* PROBLEMS *
(A) List the conditions numbered (1) through (3) in the second paragraph of the text on monetary integration.
(B) Put the lines of the records, starting with the line that contains "of the tree" and continuing through the end of the records, into a numbered list without blank lines.

* DOCUMENT TEXT *
● ● ● ●

Three Fundamental Impediments to Successful Monetary Integration

The full monetary integration - the Monetary Union - implies the integration of all markets for goods, services and the factors of production (capital, labour and land). In addition, monetary integration can take the form of a market with multiple currencies tied to each other through the system of fixed exchange rates or a market with a single currency. The trend is clearly in the EU to set up a single currency market - European Monetary Union (EMU) - and we shall assume that the Central and East European countries will strive towards the EMU as the ultimate aim.

I shall also assume that monetary integration will take place only if three fundamental conditions are satisfied. They include (1) the absence of a fundamental disequilibrium in the countries wishing to join the monetary union, (2) the economies are not too dissimilar and (3) the governments of these countries pursue policies that can be sustained over a long period of time. In theory, nothing prevents countries from establishing a monetary union even if any one of the above conditions or all of these conditions are not satisfied. However, the costs of such a union would be excessive and the union is unlikely to survive under such circumstances, as we shall briefly demonstrate in the remaining part of this section.

Condition 1 : Political Will to Establish a Monetary Union.

The first condition states that there must be a political will both in the applicant and in the existing member countries to create a Monetary Union. It is not entirely obvious that the EMU will be created even though the general expectations and widespread belief, of course, are that this will be the case. The objections to the creation of EMU are well known and they range from the dislike by the Germans of the fact that they should abandon their Deutsche Mark as the single currency to more general distrusts of the political implications.

But the problems are also more substantive. The establishment of the EMU will also require an agreement about the political resolution of conflicts that may arise once the EMU is established. This will be possible only if there is a political will to address and settle such important issues as cost-sharing arrangements that may be necessary to sustain the EMU whenever a bail-out of a member country is necessary due to its poor policies. This is a highly controversial assumption to make as anybody following the debate within the British Conservative Party would testify.

The other important issue is the question of the political process in the Central and East European countries and its relationship to the requirements for macroeconomic and structural adjustment. I am concerned about the former, that is whether these countries will accept politically the macroeconomic discipline that is required to control inflation. The difficult problem in controlling inflation will be the ability to control fiscal balances and, in this respect, the containment of social expenditures, especially on health, education and other types of social spending such as support to families with children, maternity leave, or other child benefits.

Even though some countries in the region may have substantially reduced in recent years various types of subsidies (such as food subsidies), others have had a considerably more difficult time to do so. For example, various types of household subsidies were reduced in Poland from 16 percent of GDP in 1988 to 2 percent in 1993. In contrast, the corresponding subsidies in Romania increased from 1 percent of GDP to 13 percent in 1992 and they were cut back in 1993 to 6 percent.

In addition, all countries in the region have increased various cash benefits to pensioners and unemployed as a part of their new "safety nets" for those who fall out of the process of transition. Thus, cash outlays on pensions increased from 7 to 15 percent of GDP in Poland and from 5 to 8 percent in Romania. Similarly, unemployment benefits increased in Poland from 0 to 2 percent between 1990 and 1993 and from 0 to 1 percent of GDP in Romania during the same period. (1)

● ● ● ●

* DATA LISTING *
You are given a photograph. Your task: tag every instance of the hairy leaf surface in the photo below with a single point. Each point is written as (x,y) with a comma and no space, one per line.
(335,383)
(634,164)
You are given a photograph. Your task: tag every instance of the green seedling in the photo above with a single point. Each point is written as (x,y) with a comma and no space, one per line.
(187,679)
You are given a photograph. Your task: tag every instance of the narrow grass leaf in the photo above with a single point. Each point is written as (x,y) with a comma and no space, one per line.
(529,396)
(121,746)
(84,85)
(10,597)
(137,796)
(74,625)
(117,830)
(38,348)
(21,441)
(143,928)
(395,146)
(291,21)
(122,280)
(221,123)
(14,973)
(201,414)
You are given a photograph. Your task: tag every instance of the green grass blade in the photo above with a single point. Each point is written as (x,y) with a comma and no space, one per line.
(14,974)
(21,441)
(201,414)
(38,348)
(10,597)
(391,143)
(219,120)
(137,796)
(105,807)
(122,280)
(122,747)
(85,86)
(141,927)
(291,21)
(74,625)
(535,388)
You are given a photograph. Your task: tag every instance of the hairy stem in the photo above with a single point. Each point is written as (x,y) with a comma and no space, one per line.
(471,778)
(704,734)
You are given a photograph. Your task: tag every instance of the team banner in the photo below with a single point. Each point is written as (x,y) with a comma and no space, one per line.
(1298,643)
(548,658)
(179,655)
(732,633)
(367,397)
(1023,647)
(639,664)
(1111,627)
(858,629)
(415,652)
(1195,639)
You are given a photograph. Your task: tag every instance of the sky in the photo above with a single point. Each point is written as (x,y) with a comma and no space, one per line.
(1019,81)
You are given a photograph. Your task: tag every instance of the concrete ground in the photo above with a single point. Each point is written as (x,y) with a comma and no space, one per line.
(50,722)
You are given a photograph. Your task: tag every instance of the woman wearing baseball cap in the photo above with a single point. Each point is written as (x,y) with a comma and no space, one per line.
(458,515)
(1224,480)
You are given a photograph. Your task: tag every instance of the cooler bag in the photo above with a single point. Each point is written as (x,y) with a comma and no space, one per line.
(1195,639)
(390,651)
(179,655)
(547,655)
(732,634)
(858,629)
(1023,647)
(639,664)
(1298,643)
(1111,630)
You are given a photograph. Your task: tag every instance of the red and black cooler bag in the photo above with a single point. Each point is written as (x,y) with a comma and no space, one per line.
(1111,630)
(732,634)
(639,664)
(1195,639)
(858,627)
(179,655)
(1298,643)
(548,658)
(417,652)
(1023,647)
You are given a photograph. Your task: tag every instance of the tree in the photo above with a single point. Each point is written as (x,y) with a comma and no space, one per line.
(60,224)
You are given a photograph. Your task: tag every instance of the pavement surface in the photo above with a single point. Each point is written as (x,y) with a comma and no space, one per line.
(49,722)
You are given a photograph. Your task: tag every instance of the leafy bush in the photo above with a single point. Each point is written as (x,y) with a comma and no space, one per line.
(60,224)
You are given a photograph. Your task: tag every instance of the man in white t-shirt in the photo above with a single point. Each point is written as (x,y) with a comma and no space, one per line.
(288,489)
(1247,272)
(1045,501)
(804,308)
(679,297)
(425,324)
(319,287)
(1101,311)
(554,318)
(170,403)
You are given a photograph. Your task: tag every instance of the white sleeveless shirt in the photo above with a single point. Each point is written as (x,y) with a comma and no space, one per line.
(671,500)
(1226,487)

● ● ● ●

* EXERCISE SOLUTIONS *
(A)
1. The absence of a fundamental disequilibrium in the countries wishing to join the monetary union
2. The economies are not too dissimilar
3. The governments of these countries pursue policies that can be sustained over a long period of time

(B)
1. You are given a photograph. Your task: tag every instance of the tree in the photo above with a single point. Each point is written as (x,y) with a comma and no space, one per line.
2. (60,224)
3. You are given a photograph. Your task: tag every instance of the pavement surface in the photo above with a single point. Each point is written as (x,y) with a comma and no space, one per line.
4. (49,722)
5. You are given a photograph. Your task: tag every instance of the leafy bush in the photo above with a single point. Each point is written as (x,y) with a comma and no space, one per line.
6. (60,224)
7. You are given a photograph. Your task: tag every instance of the man in white t-shirt in the photo above with a single point. Each point is written as (x,y) with a comma and no space, one per line.
8. (288,489)
9. (1247,272)
10. (1045,501)
11. (804,308)
12. (679,297)
13. (425,324)
14. (319,287)
15. (1101,311)
16. (554,318)
17. (170,403)
18. You are given a photograph. Your task: tag every instance of the white sleeveless shirt in the photo above with a single point. Each point is written as (x,y) with a comma and no space, one per line.
19. (671,500)
20. (1226,487)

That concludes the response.